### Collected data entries
┌──
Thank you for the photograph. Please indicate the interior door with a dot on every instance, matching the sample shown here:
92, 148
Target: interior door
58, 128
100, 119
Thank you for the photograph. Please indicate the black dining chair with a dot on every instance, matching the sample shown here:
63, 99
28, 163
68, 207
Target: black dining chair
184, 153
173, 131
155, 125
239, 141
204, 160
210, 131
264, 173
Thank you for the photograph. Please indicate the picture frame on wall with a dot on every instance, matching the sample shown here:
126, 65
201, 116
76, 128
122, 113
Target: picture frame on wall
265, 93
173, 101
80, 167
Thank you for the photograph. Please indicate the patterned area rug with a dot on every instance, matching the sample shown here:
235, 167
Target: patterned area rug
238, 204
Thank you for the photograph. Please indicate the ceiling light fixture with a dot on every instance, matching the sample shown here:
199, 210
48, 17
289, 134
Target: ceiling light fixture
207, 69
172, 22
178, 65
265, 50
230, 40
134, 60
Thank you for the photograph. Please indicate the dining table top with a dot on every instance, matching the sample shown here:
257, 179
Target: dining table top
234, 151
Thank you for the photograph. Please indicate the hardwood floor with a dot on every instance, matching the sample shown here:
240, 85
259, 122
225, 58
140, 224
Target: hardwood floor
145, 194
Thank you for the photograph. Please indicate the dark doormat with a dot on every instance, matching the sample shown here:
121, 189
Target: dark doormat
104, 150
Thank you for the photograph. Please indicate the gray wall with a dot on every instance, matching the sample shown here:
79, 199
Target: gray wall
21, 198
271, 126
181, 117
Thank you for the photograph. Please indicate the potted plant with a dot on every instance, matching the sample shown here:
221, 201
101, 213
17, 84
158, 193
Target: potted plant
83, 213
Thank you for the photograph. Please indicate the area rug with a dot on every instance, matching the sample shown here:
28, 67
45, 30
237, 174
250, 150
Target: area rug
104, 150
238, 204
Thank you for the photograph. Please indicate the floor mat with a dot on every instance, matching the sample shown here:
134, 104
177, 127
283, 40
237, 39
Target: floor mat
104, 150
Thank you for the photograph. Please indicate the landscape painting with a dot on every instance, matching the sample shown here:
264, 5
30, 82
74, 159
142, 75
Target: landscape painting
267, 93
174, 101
└──
Output every line of the data from the line containing "Thank you for the photograph. Please indicate the gray" through the last line, both included, as a JSON list of strings with one string per line. Omit any blank lines.

### Result
[
  "Thank you for the photograph. Please indicate the gray wall with a dot on every instance, matching the sample shown here:",
  "79, 199",
  "Target: gray wall",
  "21, 198",
  "271, 126",
  "181, 117",
  "Thank you for the photograph. Please indicate the potted plant with a dot on every instance, matching the sample shown here:",
  "221, 201",
  "101, 213",
  "17, 84",
  "158, 193",
  "Target: potted plant",
  "83, 213",
  "Thank you for the photograph. Please indicate the area rug with a dot on every instance, matching the sample shown here:",
  "28, 67",
  "45, 30",
  "237, 174",
  "250, 150",
  "Target: area rug",
  "104, 150",
  "238, 204",
  "Thank you for the photograph. Please indicate the floor mat with a dot on every instance, matching the sample shown here:",
  "134, 104",
  "177, 127",
  "283, 40",
  "237, 39",
  "Target: floor mat",
  "104, 150",
  "Thank you for the photograph. Please indicate the landscape painting with a dot on every instance, matching the sample shown here:",
  "264, 5",
  "30, 82",
  "74, 159",
  "142, 75",
  "Target: landscape painting",
  "267, 93",
  "174, 101"
]